### Work instructions
Set down each record exactly as written.
┄┄┄┄┄┄┄┄┄┄┄┄┄┄┄┄┄┄┄┄
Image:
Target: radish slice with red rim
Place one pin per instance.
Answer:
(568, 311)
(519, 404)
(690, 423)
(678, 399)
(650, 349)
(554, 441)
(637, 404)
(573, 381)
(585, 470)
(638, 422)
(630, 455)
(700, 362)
┄┄┄┄┄┄┄┄┄┄┄┄┄┄┄┄┄┄┄┄
### Response area
Image:
Target: radish slice with red rim
Place one pin per instance.
Answer:
(568, 311)
(519, 404)
(690, 423)
(678, 399)
(650, 349)
(554, 441)
(637, 404)
(573, 381)
(585, 470)
(638, 422)
(630, 455)
(700, 362)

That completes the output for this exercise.